EXERCISE GOAL: Search term "bare": copy each line of the records that contains it.

######

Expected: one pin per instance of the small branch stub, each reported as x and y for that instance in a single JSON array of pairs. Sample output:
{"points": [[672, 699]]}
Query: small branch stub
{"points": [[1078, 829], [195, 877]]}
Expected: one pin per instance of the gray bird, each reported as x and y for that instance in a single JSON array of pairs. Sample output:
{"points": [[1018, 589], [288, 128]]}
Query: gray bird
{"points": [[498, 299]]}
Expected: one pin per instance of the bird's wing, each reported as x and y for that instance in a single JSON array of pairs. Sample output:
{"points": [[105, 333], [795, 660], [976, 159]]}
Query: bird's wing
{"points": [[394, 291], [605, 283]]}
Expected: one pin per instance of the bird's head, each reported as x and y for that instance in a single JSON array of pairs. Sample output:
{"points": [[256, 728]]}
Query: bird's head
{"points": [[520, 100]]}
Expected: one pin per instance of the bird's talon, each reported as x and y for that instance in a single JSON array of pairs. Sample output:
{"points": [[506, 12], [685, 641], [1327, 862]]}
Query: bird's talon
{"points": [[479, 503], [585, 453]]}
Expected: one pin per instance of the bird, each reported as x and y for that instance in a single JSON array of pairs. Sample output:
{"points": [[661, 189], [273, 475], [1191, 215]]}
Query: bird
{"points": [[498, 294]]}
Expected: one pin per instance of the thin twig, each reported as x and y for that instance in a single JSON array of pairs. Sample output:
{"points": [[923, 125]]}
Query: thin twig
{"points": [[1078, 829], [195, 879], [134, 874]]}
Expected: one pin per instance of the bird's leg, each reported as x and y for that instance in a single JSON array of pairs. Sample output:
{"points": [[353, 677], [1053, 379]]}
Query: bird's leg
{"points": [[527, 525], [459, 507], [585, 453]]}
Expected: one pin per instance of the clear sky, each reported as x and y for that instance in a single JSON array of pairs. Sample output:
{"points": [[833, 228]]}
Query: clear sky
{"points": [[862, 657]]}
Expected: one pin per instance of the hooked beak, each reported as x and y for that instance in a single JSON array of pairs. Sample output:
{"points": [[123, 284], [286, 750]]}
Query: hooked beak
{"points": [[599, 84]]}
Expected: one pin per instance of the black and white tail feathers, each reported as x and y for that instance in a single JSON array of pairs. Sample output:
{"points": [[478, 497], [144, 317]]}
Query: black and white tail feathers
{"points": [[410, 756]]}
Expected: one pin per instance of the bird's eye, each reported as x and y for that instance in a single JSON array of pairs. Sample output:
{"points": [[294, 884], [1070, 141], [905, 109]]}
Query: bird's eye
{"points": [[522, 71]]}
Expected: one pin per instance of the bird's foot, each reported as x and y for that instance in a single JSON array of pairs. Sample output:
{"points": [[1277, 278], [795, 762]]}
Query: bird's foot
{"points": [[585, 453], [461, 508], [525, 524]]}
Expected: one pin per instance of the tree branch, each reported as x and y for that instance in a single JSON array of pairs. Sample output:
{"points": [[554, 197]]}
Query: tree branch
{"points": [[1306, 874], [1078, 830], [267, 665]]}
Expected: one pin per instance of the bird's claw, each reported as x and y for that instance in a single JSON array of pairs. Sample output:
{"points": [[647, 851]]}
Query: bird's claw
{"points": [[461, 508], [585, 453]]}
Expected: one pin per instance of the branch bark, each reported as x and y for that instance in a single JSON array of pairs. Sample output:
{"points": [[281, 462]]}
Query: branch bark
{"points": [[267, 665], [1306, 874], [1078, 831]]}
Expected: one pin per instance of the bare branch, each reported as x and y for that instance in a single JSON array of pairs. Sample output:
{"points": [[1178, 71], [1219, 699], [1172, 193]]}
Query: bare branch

######

WRITTEN RESPONSE:
Expected: one pin per instance of the bare branch, each reported as x and y for that instance in a single JSON array of pairs. Sample output:
Query: bare branch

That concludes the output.